Material shown -
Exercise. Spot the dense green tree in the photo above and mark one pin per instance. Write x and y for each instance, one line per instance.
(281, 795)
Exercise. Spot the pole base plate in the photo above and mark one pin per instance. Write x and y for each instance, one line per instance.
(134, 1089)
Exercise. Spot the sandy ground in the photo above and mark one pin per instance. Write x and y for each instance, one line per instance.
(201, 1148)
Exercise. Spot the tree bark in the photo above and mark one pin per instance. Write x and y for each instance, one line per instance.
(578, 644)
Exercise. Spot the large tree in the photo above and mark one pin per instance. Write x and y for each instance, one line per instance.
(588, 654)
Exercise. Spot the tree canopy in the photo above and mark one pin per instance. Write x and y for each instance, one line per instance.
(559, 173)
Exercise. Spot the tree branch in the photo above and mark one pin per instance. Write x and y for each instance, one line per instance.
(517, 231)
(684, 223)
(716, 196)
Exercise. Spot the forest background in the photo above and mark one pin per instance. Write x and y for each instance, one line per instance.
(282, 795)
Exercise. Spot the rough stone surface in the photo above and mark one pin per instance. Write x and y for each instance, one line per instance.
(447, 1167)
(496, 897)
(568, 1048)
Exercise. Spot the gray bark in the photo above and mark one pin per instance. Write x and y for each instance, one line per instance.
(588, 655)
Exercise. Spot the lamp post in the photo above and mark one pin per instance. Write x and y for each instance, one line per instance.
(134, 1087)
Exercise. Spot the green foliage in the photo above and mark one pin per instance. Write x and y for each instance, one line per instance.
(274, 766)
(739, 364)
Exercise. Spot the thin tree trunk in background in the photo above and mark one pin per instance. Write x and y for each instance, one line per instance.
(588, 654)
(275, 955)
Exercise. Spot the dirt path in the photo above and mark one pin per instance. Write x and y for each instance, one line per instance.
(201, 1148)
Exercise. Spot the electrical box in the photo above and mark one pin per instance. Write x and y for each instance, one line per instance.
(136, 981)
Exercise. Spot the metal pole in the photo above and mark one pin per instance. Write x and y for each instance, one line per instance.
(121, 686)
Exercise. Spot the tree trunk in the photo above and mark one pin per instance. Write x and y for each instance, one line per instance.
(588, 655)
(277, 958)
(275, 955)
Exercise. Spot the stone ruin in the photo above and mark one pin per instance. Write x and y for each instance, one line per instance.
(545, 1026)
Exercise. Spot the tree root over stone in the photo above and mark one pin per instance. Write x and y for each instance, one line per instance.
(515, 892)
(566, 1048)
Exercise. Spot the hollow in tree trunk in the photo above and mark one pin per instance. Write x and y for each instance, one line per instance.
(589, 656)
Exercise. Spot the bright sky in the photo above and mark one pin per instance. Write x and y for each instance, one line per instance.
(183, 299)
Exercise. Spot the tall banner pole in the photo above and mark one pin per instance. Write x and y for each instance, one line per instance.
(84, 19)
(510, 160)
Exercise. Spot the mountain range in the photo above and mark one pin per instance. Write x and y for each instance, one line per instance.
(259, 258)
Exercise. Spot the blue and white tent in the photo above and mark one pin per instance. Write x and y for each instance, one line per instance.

Problem description - Repeat the line containing "Exercise. Spot the gray" and all subsequent lines through the final line of the data, exactly and with no others.

Task response -
Exercise. Spot the gray bark in the photo above and mark one pin per instance. Write x and y for each instance, one line per instance.
(588, 655)
Exercise. Spot the lamp post in the photo above and mark one pin per instance. Write x and y for each instance, one line per instance.
(134, 1087)
Exercise. Spot the green foliage in the photo above and mark one pin per instance. Write x and y for each instance, one line per instance.
(274, 766)
(739, 364)
Exercise. Spot the thin tree trunk in background in the photo above and mark one pin per instance. Write x and y for each instance, one line per instance.
(588, 654)
(275, 955)
Exercise. Spot the dirt path in the photo above and mark one pin per instance. Write x and y for each instance, one line per instance.
(201, 1148)
Exercise. Spot the electrical box in the photo above and mark one pin per instance. Write x and y for each instance, one line per instance.
(136, 981)
Exercise. Spot the metal pole in the photo above and mark one pin per instance. Write x and y for each instance, one line per instance.
(121, 686)
Exercise. Spot the tree trunk in the photo above and mark one pin per instance. Write x and y for each instance, one line per instance.
(588, 655)
(277, 958)
(275, 955)
Exercise. Spot the stone ruin in the photo above and mark one pin per instance. Write x and y for each instance, one line per instance.
(545, 1026)
Exercise. Spot the tree root over stone in the photo above and mark one pin per instance. Write x and y for each instance, one line per instance.
(515, 892)
(566, 1048)
Exercise. Spot the hollow in tree trunk in the photo above and mark one pin per instance. Write x and y for each instance, one line per instance.
(589, 656)
Exercise. Spot the bright sky in the photo above and mark one pin per instance. Write x and y for each instance, one line per instance.
(183, 299)
Exercise. Spot the tall banner pole in the photo above and mark one pin per instance. Write x and y for each instance, one line per instance.
(84, 19)
(510, 160)
Exercise. Spot the mountain range in the photo above and mark one pin per instance. Write x and y for each instance, one line per instance.
(259, 258)
Exercise. Spot the blue and white tent in the photo above and mark one pin per instance. Write x and y for each instance, one line per instance.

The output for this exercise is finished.